━━ GIVEN ENTRIES ━━

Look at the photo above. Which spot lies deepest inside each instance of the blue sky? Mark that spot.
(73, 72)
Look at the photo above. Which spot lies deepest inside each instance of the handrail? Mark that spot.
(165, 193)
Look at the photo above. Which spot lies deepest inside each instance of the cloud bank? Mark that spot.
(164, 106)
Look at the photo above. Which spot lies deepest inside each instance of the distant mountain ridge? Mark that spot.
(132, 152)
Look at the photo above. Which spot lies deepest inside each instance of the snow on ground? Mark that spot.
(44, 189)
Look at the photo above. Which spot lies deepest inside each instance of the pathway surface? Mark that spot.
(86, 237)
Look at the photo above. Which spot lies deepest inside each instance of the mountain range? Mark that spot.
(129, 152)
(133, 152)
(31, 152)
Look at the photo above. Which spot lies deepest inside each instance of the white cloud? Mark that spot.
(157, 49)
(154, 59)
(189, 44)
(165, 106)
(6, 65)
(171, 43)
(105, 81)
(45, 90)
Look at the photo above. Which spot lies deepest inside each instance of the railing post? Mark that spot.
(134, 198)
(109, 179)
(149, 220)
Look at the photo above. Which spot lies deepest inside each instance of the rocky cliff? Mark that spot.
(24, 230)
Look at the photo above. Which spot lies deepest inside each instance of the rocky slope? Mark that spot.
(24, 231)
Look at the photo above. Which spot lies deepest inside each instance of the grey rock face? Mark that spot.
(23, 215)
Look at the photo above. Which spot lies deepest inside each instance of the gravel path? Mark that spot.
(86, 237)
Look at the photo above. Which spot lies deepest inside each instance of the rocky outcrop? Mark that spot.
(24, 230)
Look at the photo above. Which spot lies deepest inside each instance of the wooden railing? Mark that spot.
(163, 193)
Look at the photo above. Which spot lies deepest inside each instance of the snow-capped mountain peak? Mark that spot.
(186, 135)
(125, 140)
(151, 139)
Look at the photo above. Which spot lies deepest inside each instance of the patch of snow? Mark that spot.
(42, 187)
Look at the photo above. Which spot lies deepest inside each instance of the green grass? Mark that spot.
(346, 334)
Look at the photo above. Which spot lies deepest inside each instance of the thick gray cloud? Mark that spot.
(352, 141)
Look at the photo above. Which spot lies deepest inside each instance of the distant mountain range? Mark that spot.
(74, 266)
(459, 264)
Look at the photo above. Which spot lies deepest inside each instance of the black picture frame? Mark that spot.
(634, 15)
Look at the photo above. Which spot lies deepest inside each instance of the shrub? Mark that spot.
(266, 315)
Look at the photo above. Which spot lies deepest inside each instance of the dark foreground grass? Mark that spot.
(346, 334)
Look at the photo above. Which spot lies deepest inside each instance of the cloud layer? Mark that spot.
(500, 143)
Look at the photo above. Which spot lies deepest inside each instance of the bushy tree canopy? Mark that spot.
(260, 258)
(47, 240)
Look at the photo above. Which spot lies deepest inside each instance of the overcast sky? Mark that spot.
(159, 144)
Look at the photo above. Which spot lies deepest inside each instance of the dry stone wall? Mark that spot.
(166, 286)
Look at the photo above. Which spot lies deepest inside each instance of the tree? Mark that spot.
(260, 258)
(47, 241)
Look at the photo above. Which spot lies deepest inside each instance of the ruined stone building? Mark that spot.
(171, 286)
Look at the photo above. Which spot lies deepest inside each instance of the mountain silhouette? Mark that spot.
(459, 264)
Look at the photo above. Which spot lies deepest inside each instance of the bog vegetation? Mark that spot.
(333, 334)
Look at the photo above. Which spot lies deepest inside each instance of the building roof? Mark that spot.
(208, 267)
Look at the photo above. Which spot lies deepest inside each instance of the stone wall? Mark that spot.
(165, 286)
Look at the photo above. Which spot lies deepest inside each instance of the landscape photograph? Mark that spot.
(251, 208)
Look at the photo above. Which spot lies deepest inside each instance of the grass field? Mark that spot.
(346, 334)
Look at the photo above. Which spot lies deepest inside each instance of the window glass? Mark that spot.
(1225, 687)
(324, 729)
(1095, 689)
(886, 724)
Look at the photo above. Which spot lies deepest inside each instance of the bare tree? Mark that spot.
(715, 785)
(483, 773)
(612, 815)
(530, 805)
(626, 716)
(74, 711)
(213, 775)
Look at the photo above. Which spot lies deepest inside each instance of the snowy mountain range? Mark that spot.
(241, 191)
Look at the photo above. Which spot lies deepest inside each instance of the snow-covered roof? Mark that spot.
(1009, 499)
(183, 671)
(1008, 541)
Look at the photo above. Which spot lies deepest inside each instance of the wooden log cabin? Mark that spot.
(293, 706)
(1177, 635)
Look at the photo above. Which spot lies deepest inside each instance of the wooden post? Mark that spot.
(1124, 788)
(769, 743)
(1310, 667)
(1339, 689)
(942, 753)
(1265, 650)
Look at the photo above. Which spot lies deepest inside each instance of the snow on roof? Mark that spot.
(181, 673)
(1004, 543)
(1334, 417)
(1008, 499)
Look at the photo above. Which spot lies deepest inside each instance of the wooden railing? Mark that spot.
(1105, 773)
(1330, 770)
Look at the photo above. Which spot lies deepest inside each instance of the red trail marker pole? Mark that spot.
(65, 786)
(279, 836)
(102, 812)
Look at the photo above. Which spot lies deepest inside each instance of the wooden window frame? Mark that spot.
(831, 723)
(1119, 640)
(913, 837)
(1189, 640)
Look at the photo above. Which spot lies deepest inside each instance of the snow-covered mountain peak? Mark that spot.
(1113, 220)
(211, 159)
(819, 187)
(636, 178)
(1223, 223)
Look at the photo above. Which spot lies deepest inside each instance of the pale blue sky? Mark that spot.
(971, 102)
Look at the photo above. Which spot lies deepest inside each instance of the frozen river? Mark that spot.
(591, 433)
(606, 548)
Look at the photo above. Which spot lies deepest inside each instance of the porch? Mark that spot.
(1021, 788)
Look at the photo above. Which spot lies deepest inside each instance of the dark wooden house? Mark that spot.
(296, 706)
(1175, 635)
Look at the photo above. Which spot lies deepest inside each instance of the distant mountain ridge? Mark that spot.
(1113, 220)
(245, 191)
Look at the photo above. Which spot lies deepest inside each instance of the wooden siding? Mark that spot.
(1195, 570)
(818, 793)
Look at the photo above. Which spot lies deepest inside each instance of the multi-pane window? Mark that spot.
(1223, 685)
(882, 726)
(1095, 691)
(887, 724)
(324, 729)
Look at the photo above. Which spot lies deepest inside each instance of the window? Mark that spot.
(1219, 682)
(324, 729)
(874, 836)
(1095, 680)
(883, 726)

━━━

• _OBJECTIVE_
Copy out the lines above exactly, from the line with "photograph? Mark that spot." up to and including the line with "(1189, 640)".

• _OUTPUT OF THE TASK_
Look at the photo above. Which spot lies deepest inside each instance of the landscape photograph? Mark that spot.
(251, 208)
Look at the photo above. Which spot lies deepest inside each instance of the grass field? Mark that spot.
(346, 334)
Look at the photo above. Which spot lies deepest inside each instance of the window glass? Mark that spot.
(1225, 687)
(324, 729)
(1095, 689)
(886, 724)
Look at the photo above. Which spot lies deepest inside each instance of the bare tree? Mark that spot.
(715, 785)
(483, 773)
(612, 815)
(530, 805)
(626, 716)
(74, 711)
(213, 775)
Look at the photo above. Which spot lies deepest inside each instance of the snowy mountain range? Mark that spot.
(241, 191)
Look at the photo above. Which spot lies deepest inside each instance of the snow-covered roof? Mark that spot.
(1009, 499)
(183, 671)
(1008, 541)
Look at the photo above. Which spot lies deepest inside each instance of the wooden log cabin? Mark that spot.
(293, 706)
(1177, 635)
Look at the photo above. Which spot lies deepest inside each instance of the wooden post? Mark that spot.
(1124, 788)
(769, 743)
(1310, 667)
(1339, 689)
(942, 753)
(1265, 650)
Look at the photo above. Which spot lies deepest inside each instance of the snow on roof? Mark that spot.
(181, 673)
(1004, 543)
(1334, 417)
(1008, 499)
Look at the photo above. Which spot lies deepest inside each instance of the wooden railing? Mark that spot.
(1105, 773)
(1330, 770)
Look at the photo above. Which spot lies deepest inside each instance of the red trail marker pole? Mark that spot.
(65, 786)
(279, 836)
(102, 812)
Look at the photo above. Which spot lies deepest inside each instance of the wooden window frame? Mark that spot.
(831, 723)
(1119, 640)
(913, 837)
(1189, 640)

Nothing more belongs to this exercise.